-- Records shown start --

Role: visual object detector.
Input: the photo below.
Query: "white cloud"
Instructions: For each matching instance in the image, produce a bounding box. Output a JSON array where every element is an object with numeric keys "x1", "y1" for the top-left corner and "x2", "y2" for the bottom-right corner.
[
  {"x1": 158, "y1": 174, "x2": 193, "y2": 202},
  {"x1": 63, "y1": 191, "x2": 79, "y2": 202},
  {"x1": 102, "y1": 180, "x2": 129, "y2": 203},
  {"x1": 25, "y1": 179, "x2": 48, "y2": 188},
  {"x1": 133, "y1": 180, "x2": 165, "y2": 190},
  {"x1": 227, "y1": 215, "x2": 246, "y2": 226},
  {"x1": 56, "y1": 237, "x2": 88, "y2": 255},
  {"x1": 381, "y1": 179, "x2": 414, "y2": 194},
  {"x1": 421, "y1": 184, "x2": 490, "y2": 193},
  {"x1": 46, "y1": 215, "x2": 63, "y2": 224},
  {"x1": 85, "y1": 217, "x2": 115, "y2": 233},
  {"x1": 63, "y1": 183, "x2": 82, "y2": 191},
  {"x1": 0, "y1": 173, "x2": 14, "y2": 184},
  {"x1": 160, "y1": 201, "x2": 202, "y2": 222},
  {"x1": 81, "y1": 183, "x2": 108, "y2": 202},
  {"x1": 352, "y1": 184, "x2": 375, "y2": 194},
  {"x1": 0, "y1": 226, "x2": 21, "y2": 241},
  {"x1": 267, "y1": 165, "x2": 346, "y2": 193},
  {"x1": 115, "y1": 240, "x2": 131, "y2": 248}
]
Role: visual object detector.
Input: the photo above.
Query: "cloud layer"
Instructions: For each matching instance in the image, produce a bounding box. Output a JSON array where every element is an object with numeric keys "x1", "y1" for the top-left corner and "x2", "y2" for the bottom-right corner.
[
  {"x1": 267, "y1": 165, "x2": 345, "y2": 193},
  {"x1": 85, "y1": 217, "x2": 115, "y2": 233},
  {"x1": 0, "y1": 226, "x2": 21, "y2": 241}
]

-- Records shown end --

Your task: Extract every line of the records above and reproduce each one unchanged.

The result:
Role: visual object detector.
Input: the photo below.
Query: "white cloud"
Instructions: For each matching instance in the image, produce a bounding box. Output a JSON array where every element is an object with numeric keys "x1", "y1" for the top-left corner and "x2", "y2" for the bottom-right corner.
[
  {"x1": 158, "y1": 174, "x2": 193, "y2": 202},
  {"x1": 63, "y1": 191, "x2": 79, "y2": 202},
  {"x1": 102, "y1": 180, "x2": 129, "y2": 203},
  {"x1": 25, "y1": 179, "x2": 48, "y2": 188},
  {"x1": 133, "y1": 180, "x2": 165, "y2": 190},
  {"x1": 227, "y1": 215, "x2": 246, "y2": 226},
  {"x1": 56, "y1": 237, "x2": 88, "y2": 255},
  {"x1": 381, "y1": 179, "x2": 414, "y2": 194},
  {"x1": 421, "y1": 184, "x2": 490, "y2": 193},
  {"x1": 46, "y1": 215, "x2": 63, "y2": 224},
  {"x1": 85, "y1": 217, "x2": 115, "y2": 233},
  {"x1": 63, "y1": 183, "x2": 82, "y2": 191},
  {"x1": 0, "y1": 173, "x2": 14, "y2": 184},
  {"x1": 160, "y1": 201, "x2": 202, "y2": 222},
  {"x1": 81, "y1": 183, "x2": 108, "y2": 202},
  {"x1": 352, "y1": 184, "x2": 375, "y2": 194},
  {"x1": 0, "y1": 226, "x2": 21, "y2": 241},
  {"x1": 267, "y1": 165, "x2": 346, "y2": 193},
  {"x1": 115, "y1": 240, "x2": 131, "y2": 248}
]
Role: visual object detector.
Input: the photo above.
Query: "cloud layer"
Instructions: For each matching instance in the image, produce a bounding box. Output a JSON array where every element is an object with numeric keys "x1", "y1" for the top-left corner and "x2", "y2" for the bottom-right corner.
[
  {"x1": 267, "y1": 165, "x2": 345, "y2": 193},
  {"x1": 85, "y1": 217, "x2": 115, "y2": 233},
  {"x1": 0, "y1": 226, "x2": 21, "y2": 241}
]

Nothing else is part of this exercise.